-- Task directions --
Search the entries for the word "seating". Copy every line where it turns up.

[Collected data]
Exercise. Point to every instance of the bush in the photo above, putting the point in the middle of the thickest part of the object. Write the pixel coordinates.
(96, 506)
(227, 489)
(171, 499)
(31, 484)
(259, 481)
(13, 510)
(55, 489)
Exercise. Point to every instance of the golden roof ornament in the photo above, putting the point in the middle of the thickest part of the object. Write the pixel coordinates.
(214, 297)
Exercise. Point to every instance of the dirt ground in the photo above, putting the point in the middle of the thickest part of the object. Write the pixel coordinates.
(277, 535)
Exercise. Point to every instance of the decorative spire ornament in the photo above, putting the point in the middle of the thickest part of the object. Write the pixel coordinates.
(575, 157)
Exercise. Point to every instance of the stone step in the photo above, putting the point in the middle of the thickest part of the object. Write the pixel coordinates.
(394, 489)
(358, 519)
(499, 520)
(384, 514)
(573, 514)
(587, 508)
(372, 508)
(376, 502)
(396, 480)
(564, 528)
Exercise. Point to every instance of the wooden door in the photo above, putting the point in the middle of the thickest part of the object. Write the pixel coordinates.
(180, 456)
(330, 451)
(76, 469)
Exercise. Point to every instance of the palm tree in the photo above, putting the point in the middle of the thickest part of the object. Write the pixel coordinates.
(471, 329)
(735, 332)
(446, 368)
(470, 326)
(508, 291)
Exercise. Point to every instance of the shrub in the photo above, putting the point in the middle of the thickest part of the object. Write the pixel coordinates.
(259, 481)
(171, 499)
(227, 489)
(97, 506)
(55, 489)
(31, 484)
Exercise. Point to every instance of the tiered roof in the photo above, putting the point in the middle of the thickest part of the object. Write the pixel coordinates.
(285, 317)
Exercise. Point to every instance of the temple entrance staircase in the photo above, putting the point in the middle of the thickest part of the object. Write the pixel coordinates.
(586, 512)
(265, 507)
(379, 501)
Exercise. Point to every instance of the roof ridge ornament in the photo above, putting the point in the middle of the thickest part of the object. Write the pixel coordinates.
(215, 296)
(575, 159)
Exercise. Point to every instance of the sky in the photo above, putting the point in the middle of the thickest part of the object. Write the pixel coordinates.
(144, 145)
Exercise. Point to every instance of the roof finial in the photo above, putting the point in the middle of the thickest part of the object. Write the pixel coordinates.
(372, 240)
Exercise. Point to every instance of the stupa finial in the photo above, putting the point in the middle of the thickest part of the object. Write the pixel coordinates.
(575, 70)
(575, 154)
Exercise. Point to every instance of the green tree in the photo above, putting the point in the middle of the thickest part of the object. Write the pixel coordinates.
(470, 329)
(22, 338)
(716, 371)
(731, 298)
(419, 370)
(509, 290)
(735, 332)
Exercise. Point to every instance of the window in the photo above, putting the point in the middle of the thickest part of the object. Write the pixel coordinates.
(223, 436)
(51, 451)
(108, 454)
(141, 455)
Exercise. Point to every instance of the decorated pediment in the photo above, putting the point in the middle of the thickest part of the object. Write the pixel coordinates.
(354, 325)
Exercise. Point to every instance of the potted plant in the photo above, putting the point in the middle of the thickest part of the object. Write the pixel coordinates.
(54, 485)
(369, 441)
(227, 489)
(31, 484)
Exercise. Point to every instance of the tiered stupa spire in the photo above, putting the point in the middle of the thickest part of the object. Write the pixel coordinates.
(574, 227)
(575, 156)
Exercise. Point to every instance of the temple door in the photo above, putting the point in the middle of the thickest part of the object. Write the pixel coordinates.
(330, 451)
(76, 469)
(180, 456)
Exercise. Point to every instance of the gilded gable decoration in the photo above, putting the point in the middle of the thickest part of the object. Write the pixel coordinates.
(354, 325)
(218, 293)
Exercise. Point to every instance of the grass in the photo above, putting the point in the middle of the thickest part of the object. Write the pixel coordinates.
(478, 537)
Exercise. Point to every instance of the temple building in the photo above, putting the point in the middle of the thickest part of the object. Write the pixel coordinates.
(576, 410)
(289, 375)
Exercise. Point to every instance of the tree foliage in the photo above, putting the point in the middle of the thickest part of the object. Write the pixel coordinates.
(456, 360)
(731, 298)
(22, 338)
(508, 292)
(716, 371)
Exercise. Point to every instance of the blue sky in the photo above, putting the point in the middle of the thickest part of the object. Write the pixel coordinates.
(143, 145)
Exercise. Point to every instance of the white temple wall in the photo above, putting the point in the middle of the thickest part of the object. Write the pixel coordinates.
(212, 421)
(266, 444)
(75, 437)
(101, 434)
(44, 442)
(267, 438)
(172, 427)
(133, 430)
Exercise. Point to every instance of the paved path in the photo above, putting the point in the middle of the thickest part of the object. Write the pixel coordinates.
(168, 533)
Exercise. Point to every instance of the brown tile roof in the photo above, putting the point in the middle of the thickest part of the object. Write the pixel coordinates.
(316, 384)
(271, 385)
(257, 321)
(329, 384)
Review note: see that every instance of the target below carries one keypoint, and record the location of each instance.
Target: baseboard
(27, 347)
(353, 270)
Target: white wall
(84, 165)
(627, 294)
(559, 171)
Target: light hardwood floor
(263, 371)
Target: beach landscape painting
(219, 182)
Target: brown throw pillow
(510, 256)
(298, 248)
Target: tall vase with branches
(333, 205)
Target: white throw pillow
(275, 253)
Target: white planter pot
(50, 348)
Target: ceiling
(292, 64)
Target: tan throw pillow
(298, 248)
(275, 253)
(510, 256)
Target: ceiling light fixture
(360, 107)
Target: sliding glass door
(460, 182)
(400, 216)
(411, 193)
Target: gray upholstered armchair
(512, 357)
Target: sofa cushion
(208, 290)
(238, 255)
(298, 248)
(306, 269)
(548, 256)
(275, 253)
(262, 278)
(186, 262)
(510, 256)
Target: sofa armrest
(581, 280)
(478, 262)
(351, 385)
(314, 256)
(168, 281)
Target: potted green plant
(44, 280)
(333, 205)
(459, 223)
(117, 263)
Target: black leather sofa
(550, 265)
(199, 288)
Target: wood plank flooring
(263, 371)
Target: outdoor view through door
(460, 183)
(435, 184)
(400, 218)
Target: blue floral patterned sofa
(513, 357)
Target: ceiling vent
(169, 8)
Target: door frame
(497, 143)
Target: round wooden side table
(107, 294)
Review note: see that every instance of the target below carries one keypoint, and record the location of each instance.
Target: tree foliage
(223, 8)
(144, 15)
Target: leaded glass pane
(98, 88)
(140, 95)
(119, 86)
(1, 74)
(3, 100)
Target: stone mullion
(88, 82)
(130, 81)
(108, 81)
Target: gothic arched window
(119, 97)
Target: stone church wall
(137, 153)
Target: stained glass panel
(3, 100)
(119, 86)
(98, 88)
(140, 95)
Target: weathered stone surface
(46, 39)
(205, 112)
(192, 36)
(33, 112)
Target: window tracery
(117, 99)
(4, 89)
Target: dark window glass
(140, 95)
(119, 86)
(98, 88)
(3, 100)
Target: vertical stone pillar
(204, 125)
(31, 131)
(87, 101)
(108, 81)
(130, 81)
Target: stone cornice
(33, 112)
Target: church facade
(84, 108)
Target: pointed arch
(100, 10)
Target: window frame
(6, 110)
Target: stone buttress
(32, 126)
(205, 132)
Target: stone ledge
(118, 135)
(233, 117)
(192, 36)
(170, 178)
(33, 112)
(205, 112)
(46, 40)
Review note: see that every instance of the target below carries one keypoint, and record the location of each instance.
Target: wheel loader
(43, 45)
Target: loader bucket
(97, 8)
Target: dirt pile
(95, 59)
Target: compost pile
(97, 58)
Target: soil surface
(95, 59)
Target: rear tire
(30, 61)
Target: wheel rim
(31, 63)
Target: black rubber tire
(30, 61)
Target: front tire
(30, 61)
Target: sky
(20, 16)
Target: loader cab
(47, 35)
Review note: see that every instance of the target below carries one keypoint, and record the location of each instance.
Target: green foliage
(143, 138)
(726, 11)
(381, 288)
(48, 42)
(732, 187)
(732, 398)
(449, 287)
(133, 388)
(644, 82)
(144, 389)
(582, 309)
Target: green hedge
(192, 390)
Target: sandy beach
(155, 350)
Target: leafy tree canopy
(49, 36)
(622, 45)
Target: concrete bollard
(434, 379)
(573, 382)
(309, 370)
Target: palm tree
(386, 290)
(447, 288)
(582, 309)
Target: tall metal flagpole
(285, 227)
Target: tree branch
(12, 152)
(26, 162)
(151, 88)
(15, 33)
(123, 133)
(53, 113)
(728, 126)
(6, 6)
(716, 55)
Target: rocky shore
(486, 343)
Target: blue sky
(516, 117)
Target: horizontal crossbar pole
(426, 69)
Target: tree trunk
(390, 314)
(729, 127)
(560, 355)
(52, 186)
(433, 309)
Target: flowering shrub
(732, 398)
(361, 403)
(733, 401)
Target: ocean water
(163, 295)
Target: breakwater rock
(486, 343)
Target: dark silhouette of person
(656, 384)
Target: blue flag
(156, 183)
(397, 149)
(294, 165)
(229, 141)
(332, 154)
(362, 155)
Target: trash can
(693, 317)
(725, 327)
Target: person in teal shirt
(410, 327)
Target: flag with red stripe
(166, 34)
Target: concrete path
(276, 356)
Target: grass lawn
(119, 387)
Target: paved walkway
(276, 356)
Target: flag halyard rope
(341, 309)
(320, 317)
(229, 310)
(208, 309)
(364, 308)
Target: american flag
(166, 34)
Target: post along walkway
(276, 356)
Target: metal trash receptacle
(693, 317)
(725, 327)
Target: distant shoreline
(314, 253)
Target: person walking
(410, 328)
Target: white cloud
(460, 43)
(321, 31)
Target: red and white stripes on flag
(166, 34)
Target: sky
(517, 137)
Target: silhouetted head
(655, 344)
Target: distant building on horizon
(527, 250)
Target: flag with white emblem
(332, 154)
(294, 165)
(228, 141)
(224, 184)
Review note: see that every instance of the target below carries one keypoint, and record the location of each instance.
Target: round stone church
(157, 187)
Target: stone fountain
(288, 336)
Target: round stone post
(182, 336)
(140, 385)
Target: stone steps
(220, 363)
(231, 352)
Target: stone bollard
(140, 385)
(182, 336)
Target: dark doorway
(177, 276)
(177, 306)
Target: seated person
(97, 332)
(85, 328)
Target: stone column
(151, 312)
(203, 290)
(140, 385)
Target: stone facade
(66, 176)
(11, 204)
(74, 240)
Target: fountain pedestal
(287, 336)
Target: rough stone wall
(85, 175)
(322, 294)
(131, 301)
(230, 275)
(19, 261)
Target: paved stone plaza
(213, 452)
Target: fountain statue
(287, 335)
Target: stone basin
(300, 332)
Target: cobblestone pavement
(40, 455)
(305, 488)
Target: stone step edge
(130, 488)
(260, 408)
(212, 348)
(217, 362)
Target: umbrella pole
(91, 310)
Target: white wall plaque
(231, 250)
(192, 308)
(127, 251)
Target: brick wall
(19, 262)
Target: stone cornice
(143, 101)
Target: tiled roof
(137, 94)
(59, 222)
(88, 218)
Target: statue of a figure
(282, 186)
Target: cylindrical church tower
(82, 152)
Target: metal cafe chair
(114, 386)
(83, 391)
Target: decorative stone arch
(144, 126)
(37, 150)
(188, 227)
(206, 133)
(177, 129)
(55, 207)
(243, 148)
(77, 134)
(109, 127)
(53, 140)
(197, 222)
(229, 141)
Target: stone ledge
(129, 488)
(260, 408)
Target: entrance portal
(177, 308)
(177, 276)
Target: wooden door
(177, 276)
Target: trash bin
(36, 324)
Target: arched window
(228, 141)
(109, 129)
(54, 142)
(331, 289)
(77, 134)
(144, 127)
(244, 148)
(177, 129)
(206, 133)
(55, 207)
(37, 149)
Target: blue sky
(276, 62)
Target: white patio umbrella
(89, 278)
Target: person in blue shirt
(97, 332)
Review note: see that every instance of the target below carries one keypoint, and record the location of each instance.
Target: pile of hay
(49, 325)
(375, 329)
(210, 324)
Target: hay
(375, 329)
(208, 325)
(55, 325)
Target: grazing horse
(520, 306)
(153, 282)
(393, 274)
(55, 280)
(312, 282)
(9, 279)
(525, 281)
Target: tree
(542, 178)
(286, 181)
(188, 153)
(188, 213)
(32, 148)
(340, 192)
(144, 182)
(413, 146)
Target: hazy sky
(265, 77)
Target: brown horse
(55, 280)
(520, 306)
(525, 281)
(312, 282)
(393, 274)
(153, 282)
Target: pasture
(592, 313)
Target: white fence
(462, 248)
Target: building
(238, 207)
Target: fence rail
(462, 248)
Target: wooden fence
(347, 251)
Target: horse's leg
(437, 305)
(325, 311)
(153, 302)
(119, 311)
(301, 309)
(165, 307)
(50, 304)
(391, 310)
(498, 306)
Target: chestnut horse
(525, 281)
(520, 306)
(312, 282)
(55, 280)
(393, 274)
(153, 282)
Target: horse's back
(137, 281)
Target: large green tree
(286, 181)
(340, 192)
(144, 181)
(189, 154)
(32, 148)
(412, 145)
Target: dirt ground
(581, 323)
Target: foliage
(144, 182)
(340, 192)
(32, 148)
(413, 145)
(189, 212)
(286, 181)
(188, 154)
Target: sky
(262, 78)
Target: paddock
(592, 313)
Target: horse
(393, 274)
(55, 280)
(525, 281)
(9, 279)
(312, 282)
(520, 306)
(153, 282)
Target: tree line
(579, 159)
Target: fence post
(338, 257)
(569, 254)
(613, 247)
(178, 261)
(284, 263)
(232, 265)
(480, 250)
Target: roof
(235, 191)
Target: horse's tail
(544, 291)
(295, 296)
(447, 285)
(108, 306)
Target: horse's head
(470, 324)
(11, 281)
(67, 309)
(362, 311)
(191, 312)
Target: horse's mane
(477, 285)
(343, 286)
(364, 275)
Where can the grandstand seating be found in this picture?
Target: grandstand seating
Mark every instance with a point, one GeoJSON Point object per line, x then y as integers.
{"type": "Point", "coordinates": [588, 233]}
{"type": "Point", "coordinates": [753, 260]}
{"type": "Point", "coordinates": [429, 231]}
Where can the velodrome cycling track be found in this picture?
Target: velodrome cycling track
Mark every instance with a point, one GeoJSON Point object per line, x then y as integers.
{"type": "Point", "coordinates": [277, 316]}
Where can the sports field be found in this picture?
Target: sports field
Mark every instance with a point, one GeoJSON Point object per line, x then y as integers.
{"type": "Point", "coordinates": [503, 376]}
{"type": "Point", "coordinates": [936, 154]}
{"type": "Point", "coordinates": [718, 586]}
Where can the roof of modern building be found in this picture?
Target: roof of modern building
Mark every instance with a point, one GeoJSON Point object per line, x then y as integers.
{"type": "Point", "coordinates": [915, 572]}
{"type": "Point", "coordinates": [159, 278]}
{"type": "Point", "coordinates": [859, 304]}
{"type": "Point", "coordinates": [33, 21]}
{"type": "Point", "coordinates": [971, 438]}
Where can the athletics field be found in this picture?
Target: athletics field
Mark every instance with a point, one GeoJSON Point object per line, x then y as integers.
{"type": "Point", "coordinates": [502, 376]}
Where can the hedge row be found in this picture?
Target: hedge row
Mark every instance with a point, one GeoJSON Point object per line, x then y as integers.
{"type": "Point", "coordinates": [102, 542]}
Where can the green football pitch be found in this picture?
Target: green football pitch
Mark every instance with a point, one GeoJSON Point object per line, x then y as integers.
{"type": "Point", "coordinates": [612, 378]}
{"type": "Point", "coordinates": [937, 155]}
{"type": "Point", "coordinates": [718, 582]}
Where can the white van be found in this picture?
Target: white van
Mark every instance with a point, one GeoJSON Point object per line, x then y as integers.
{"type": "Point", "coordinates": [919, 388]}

-- Answer section --
Where can the grandstand seating be found in this picture?
Target: grandstand seating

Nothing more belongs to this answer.